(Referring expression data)
=====
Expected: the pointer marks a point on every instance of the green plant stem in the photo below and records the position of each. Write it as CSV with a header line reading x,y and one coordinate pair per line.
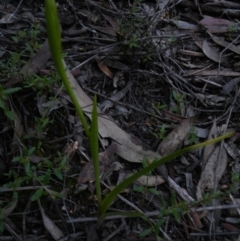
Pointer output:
x,y
94,150
54,39
120,187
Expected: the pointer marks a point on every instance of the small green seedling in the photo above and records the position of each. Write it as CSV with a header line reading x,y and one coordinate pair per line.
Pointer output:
x,y
54,37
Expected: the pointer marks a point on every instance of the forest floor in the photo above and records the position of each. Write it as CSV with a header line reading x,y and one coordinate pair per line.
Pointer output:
x,y
166,75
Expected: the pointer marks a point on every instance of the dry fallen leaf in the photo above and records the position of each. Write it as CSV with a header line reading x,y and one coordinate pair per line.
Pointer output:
x,y
108,129
176,137
212,172
87,172
50,226
104,68
148,181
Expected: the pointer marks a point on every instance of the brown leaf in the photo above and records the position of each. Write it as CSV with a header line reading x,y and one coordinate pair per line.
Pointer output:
x,y
212,172
211,53
176,137
50,226
87,172
224,43
107,128
213,72
33,65
104,68
216,25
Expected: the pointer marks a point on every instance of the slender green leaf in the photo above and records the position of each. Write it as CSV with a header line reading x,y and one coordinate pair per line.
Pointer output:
x,y
10,115
145,232
94,150
112,195
58,173
11,90
54,39
37,194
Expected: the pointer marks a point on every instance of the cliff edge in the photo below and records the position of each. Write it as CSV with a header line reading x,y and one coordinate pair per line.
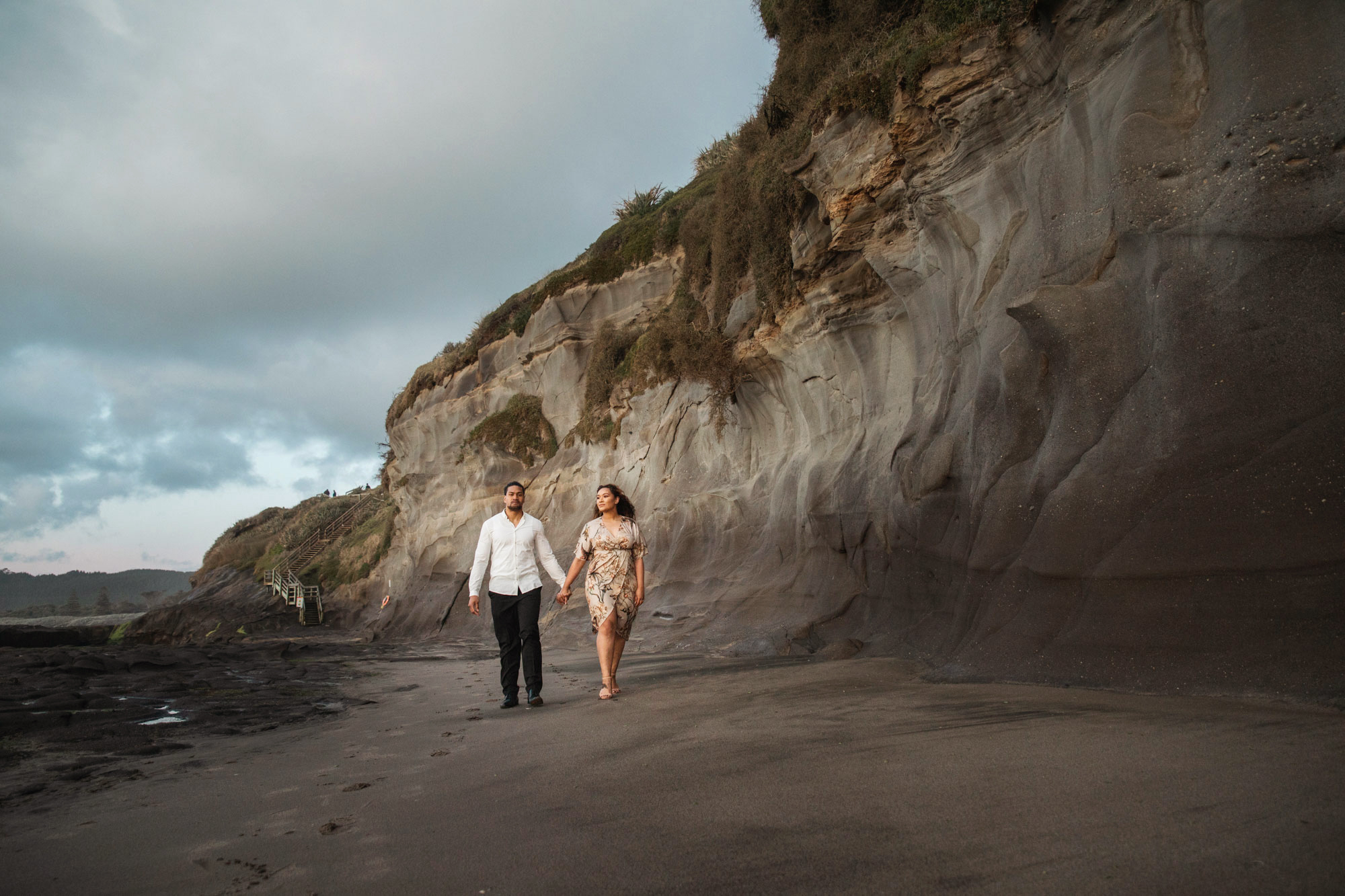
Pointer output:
x,y
1050,388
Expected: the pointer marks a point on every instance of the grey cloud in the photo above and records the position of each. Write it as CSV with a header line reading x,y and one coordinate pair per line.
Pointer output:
x,y
229,225
40,557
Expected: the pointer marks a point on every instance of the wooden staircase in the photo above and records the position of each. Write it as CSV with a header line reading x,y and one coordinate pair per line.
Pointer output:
x,y
284,581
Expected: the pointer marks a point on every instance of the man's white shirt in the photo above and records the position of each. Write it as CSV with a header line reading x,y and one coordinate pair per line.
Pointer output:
x,y
513,553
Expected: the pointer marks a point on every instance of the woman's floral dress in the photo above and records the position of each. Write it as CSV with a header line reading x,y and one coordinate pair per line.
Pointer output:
x,y
611,580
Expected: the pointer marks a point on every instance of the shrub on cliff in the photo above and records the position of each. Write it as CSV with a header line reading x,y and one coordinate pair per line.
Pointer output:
x,y
736,216
642,202
520,428
679,343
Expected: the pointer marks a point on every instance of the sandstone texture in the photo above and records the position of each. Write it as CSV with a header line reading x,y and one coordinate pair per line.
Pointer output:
x,y
1063,400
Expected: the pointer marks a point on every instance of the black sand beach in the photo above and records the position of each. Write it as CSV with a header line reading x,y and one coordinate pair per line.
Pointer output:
x,y
396,772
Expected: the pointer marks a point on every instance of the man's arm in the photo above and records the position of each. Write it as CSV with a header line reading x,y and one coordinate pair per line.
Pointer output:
x,y
544,553
484,556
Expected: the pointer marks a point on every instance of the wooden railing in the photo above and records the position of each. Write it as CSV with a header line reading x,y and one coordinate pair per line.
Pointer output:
x,y
282,577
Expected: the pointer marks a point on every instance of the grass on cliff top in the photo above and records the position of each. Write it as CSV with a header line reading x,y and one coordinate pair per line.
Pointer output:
x,y
256,544
354,556
735,218
520,428
679,343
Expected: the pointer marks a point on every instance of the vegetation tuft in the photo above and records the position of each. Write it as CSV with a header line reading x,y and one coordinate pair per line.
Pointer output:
x,y
734,220
520,428
258,544
679,343
642,202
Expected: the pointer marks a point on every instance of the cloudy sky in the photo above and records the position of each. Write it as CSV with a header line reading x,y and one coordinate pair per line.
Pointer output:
x,y
229,232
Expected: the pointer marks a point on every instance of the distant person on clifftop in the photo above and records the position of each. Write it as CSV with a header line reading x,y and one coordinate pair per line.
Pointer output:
x,y
615,584
513,542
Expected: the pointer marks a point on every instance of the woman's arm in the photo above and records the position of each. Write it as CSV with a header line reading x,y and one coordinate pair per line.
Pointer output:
x,y
576,565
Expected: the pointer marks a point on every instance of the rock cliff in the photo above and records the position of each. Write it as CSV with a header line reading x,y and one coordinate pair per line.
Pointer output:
x,y
1061,397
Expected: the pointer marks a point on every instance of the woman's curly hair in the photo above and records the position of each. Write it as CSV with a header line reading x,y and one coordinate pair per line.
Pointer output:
x,y
623,505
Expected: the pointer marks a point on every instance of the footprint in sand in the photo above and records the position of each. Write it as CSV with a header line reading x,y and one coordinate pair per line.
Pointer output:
x,y
336,825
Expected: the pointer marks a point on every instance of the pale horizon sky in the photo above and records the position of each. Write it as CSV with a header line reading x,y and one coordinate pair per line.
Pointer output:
x,y
232,232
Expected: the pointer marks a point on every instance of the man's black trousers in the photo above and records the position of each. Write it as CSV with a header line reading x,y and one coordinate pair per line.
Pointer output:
x,y
516,628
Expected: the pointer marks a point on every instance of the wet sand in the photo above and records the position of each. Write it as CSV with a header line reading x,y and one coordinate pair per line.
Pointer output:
x,y
708,775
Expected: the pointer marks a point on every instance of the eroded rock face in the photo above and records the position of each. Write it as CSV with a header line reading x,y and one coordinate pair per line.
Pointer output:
x,y
1063,400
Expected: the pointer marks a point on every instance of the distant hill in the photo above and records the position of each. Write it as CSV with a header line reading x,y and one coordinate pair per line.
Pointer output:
x,y
135,585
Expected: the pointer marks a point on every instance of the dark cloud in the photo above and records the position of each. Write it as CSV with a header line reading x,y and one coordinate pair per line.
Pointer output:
x,y
239,228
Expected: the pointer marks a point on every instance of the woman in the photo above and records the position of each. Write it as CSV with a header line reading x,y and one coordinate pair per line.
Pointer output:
x,y
615,585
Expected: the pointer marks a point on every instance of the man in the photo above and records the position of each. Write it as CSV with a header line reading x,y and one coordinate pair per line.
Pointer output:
x,y
514,542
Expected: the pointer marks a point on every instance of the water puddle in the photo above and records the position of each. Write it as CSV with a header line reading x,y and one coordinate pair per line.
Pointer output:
x,y
167,719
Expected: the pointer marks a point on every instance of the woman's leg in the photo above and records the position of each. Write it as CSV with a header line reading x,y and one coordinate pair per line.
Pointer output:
x,y
617,658
606,645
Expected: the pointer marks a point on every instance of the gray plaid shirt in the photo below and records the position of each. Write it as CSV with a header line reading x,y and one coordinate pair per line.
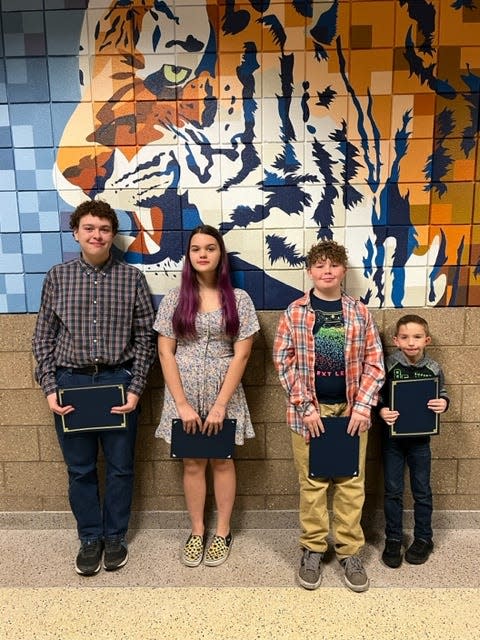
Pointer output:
x,y
94,315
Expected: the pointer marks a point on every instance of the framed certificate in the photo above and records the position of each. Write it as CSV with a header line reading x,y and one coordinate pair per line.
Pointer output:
x,y
93,406
409,398
201,445
334,453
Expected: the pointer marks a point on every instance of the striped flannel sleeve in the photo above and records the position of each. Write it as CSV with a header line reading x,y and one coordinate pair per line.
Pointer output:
x,y
372,375
44,339
289,352
143,336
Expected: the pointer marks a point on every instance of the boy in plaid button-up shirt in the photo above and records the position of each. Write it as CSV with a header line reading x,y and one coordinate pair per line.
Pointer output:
x,y
329,358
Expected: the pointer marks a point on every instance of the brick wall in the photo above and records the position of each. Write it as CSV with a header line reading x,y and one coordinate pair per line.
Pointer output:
x,y
33,476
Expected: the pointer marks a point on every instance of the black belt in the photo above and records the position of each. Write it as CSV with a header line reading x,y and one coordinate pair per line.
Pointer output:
x,y
94,369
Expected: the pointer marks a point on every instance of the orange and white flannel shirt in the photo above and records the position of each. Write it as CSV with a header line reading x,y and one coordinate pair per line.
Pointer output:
x,y
294,358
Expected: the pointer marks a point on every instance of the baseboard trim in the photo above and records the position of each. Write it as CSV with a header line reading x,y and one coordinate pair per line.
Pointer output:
x,y
372,520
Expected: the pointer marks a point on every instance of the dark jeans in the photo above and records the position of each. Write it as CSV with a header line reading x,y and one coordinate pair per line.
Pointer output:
x,y
415,452
80,452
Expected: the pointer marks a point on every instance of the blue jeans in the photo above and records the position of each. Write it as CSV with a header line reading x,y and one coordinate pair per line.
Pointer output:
x,y
415,452
80,452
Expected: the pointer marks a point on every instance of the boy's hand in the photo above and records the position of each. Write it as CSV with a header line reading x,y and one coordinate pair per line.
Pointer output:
x,y
437,405
389,416
358,423
314,425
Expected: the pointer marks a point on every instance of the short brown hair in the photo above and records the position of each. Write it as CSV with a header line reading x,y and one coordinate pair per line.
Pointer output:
x,y
412,317
327,250
96,208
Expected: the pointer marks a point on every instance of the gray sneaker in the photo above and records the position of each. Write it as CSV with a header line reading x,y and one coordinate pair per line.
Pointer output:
x,y
355,576
310,572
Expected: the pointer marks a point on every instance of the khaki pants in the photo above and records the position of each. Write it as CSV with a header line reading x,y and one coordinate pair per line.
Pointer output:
x,y
348,499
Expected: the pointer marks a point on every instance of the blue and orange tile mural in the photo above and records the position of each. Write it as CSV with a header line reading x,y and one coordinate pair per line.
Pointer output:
x,y
281,123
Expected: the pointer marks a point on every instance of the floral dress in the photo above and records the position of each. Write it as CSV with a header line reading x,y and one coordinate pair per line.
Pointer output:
x,y
203,362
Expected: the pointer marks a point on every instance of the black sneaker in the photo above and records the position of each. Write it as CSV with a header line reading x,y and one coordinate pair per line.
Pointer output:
x,y
310,572
116,554
392,554
419,551
89,558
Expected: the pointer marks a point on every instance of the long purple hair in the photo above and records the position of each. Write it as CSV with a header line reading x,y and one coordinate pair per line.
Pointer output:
x,y
185,314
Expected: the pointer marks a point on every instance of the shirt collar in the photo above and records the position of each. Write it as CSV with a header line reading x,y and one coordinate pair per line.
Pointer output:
x,y
103,269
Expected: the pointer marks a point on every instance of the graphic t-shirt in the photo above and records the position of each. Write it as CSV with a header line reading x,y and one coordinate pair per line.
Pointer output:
x,y
329,335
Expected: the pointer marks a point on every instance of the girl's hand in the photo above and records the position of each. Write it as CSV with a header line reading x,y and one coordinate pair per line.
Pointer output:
x,y
190,418
437,405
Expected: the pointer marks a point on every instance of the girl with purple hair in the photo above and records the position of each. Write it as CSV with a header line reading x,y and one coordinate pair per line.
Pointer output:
x,y
205,335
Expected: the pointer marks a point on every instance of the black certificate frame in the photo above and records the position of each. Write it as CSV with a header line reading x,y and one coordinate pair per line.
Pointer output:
x,y
409,397
219,446
92,408
334,453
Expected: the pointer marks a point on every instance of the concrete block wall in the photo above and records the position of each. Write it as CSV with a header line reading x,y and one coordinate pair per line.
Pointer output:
x,y
33,476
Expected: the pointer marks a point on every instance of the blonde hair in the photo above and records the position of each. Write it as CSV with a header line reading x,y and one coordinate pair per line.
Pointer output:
x,y
327,250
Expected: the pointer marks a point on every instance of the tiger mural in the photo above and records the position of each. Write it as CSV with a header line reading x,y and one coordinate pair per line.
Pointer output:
x,y
282,123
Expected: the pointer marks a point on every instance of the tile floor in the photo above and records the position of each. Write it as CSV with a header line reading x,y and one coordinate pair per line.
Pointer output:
x,y
254,596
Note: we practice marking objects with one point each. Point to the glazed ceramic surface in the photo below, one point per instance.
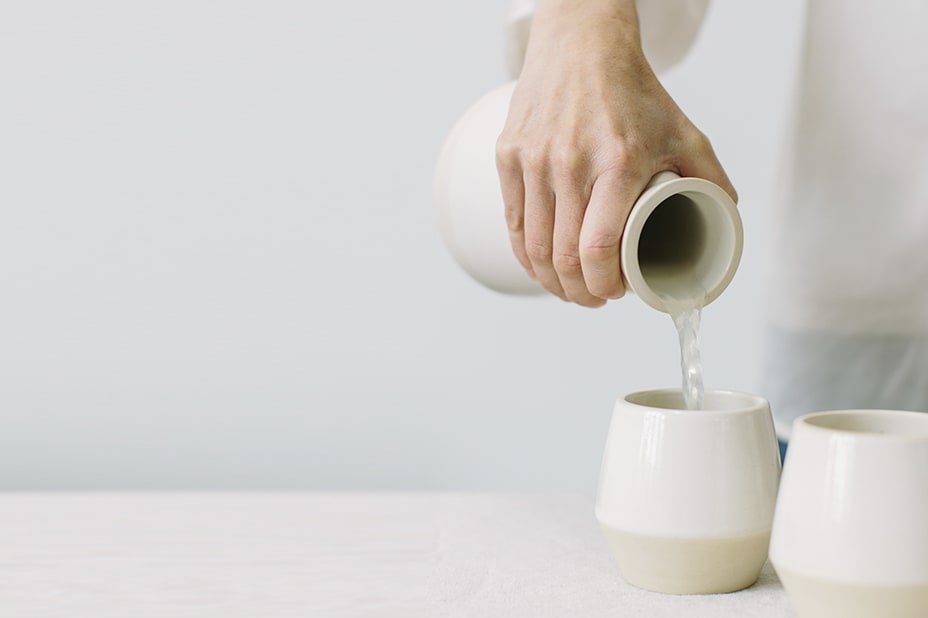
=====
* **DIRECTIONS FOR THIS TASK**
Within the entries above, find each line where "plaid" appears; copy every one.

* **RESULT OF THIS TASK**
Expected: the pointer marks a point on every instance of the gray plaid shirt in the photo below and records the position of each. Write it as CSV with a header line reading x,y and one coordinate pair per line.
Expected: the pointer marks a point on every instance of the boy in plaid button-up shirt in the photo above and records the position of each. Write it as CSV with a header line reading x,y and one coordinate pair per line.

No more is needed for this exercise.